Prompt: Transcribe every line exactly and omit anything that is a picture.

** start of Source data **

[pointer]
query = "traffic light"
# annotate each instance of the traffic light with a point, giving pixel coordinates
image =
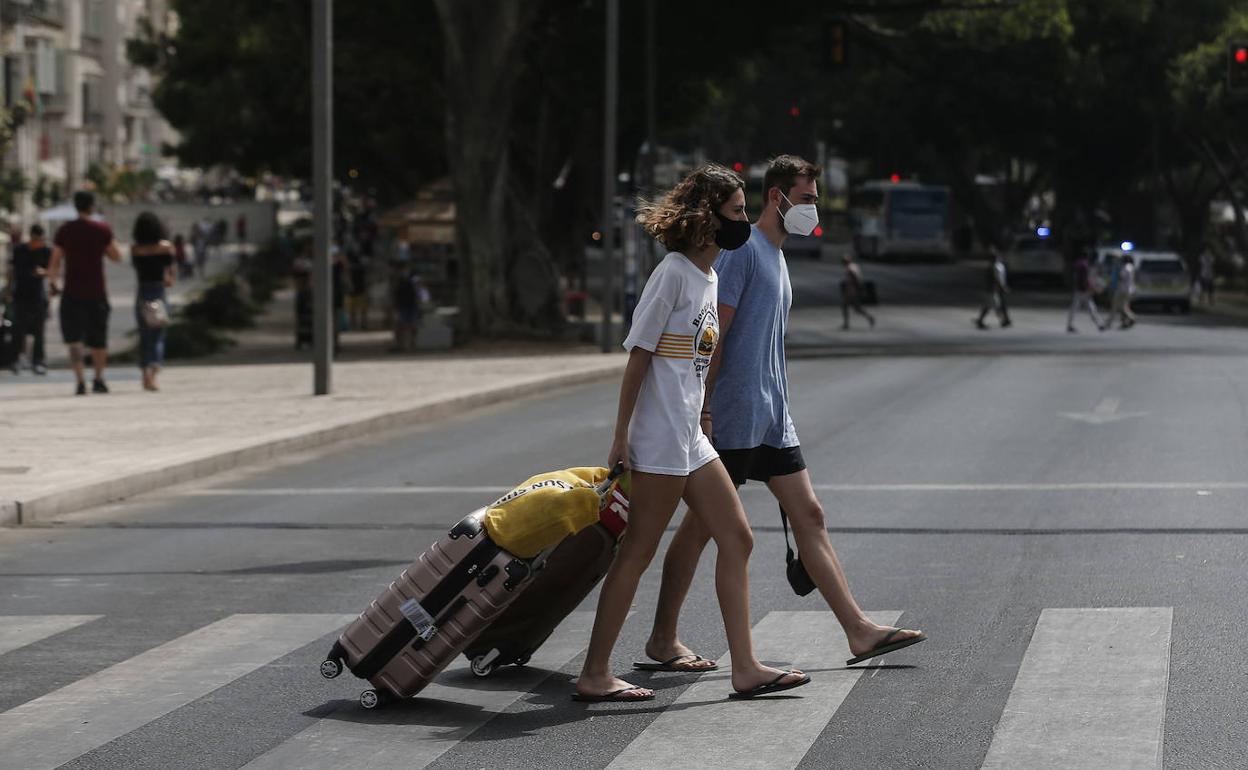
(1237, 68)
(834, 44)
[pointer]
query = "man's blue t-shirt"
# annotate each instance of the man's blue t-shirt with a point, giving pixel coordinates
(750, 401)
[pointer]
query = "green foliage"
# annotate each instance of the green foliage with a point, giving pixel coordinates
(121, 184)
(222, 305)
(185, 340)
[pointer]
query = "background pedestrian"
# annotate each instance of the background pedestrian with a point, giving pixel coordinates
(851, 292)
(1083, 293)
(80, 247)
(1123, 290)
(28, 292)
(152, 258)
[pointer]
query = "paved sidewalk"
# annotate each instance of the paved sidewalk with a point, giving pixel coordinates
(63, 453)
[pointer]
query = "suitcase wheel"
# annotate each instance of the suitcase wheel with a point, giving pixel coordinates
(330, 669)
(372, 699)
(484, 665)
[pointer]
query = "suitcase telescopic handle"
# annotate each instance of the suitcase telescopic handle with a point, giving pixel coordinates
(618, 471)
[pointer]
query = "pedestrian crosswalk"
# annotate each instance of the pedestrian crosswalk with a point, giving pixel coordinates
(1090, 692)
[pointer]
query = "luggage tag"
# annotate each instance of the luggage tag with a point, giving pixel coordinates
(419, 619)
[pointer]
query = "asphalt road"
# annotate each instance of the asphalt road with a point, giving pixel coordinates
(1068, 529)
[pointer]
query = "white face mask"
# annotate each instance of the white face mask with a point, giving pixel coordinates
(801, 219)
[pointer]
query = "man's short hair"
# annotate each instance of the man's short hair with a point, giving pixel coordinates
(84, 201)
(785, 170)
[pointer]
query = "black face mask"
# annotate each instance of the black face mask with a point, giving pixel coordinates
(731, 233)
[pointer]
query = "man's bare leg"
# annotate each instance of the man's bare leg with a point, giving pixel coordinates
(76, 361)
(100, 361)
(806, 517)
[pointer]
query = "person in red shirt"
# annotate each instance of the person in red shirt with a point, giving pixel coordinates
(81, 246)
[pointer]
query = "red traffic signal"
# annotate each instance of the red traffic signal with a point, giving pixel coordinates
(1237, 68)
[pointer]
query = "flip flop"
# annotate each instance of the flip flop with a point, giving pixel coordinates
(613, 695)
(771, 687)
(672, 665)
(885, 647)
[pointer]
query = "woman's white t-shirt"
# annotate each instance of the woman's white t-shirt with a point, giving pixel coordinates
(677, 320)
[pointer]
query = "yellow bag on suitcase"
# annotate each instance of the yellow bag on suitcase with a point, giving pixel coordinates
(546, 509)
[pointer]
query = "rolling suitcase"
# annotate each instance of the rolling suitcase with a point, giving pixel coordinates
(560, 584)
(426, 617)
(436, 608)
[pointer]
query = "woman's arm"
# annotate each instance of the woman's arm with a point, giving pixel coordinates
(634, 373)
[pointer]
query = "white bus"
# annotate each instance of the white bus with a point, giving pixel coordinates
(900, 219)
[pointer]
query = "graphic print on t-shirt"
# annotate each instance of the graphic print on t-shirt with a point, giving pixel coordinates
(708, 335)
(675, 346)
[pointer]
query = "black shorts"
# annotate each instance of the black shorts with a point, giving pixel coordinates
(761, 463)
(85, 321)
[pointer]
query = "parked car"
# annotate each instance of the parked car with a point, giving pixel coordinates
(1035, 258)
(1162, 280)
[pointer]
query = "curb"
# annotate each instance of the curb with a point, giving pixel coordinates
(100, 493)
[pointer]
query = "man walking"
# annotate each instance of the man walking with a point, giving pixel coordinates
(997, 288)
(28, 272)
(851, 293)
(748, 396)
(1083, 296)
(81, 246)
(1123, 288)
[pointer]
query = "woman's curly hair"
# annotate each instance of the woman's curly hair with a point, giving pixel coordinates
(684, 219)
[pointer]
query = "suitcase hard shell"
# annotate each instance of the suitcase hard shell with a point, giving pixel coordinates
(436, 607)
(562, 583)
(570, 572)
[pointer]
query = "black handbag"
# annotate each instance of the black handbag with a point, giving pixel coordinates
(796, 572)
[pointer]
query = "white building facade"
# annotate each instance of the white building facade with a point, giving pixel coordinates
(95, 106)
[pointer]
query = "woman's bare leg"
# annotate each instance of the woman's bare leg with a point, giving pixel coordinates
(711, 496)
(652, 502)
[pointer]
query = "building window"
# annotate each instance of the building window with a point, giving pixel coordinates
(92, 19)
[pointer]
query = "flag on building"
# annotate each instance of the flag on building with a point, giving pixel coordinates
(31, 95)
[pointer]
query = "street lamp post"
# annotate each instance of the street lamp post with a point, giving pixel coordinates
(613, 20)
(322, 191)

** end of Source data **

Written response:
[pointer]
query = "traffic light"
# annotate each instance of the traffic light with a point, giving pixel coordinates
image =
(1237, 68)
(834, 44)
[pointer]
query = "man's blue t-shirt"
# annotate each instance of the man's blue t-shirt with a point, giving pixel coordinates
(750, 401)
[pointer]
query = "green foliage"
# annotate each instance of the green foliage with a point, giving pixel coordinates
(121, 184)
(222, 305)
(185, 340)
[pointer]
query = "background pedestrian"
# annotate each instance of the background pedestrian with a point, giving pixel coordinates
(851, 292)
(1083, 293)
(80, 247)
(1123, 290)
(28, 292)
(152, 258)
[pointer]
query = "paved sidewalk"
# annotate each instance of the paved sidewalk with a point, giving pixel coordinates
(63, 453)
[pointer]
query = "suitcase wheel"
# annotate each instance of the suitcase wheel with a point, giving pixel coordinates
(330, 669)
(372, 699)
(484, 665)
[pointer]
query = "suitcase telescopic handle"
# annotate each instance of the suitcase telescopic handle with a point, giving pixel coordinates
(618, 471)
[pointer]
query = "pedestrian crosswalk"
# annotate each instance of the pedestrian crosswalk with a point, giving pixel coordinates
(1090, 692)
[pointer]
query = "luggage tag"
# annotate each instance of the luggage tag with a point, giving pixel coordinates
(419, 619)
[pointer]
query = "asphalt road"
# annotate each instance of the asphalt road with a point, giving pixel coordinates
(1068, 529)
[pointer]
query = "white face mask"
# annotate each instance of the white face mask with a point, giving pixel coordinates
(801, 219)
[pointer]
query = "man's short hair"
# annotate each instance of the man's short hair with a point, giving pixel coordinates
(84, 201)
(785, 170)
[pointer]
query = "black face mask"
# annotate each instance of the black face mask with a point, giving pixel coordinates
(731, 233)
[pointer]
query = "man's bare leg"
# annotate each instance of the man's bare leg with a point, giving pixel coordinates
(76, 361)
(100, 361)
(806, 517)
[pointer]
query = "person in red shirt"
# annotate each instance of the person in red shirt with a point, giving pixel coordinates
(81, 246)
[pointer]
query = "red traffic signal"
# annotate each instance of the red traffic signal with a point, giving pixel coordinates
(1237, 68)
[pointer]
query = "flip flop"
# annotate each instance of the flip flop with a point, giving pixel coordinates
(613, 695)
(771, 687)
(672, 665)
(885, 647)
[pointer]
query = "woman's white t-shirt"
# annotate each instance of the woman's white t-shirt with a point, giving pixel coordinates
(677, 320)
[pointer]
query = "yellow bag on suitcase"
# annotate each instance of the yellow bag on suitcase with a point, giving pixel coordinates
(546, 509)
[pointer]
query = "rolling suitcase"
# annotate each instance of the rolling suitcase with a point, giving pixel coordinates
(560, 584)
(426, 617)
(436, 608)
[pointer]
query = "woman's arm"
# annotate each instance of the woman's arm with a point, giving pixel coordinates
(634, 373)
[pointer]
query = "white bus"
# annotate each instance of the white bus with a point, giving pixel coordinates
(900, 219)
[pointer]
query = "graphic print on t-shirt"
# annotate each instance of the graphic print on t-shirt with a point, giving pixel coordinates
(708, 335)
(675, 346)
[pointer]
query = "black shorts"
# annotate each instance of the black shorts with a point, giving pixel coordinates
(761, 463)
(85, 321)
[pointer]
query = "parked car"
# annotate each instance of the parked car with a point, giving pixel coordinates
(1035, 258)
(1162, 280)
[pointer]
query = "curb"
# annotate each instance of the curb with a point, giving pixel coordinates
(100, 493)
[pointer]
query = "man walking"
# annotate each instance of the man walking with a point, giving pixel coordinates
(997, 288)
(28, 272)
(851, 293)
(748, 396)
(1083, 296)
(81, 246)
(1123, 288)
[pointer]
query = "woman's curly hair"
# annotate each instance of the woman's curly hair with a point, giving pixel coordinates
(684, 219)
[pointer]
query = "suitcase hard shell"
# annotate each instance of the suitcase hard shell with a point, giving pixel coordinates
(436, 607)
(562, 583)
(570, 572)
[pointer]
query = "black handbag"
# annotate each instance of the black handbag with a point, giving pixel coordinates
(796, 572)
[pointer]
query = "white building facade"
# annotate each instance of the white building facade with a point, giving pixel coordinates
(95, 106)
[pointer]
query = "woman's bare leg"
# annotate each instance of the woman's bare leg with a point, giving pixel coordinates
(711, 496)
(652, 502)
[pointer]
query = "building window"
# annotate each instance of the building window with a point, giving pixel coordinates
(92, 19)
[pointer]
query = "flag on building"
# annotate each instance of the flag on building with a point, giving pixel coordinates
(31, 95)
[pointer]
query = "street lamp post"
# annotate each instance of the street lamp post with a point, giving pixel coordinates
(613, 20)
(322, 191)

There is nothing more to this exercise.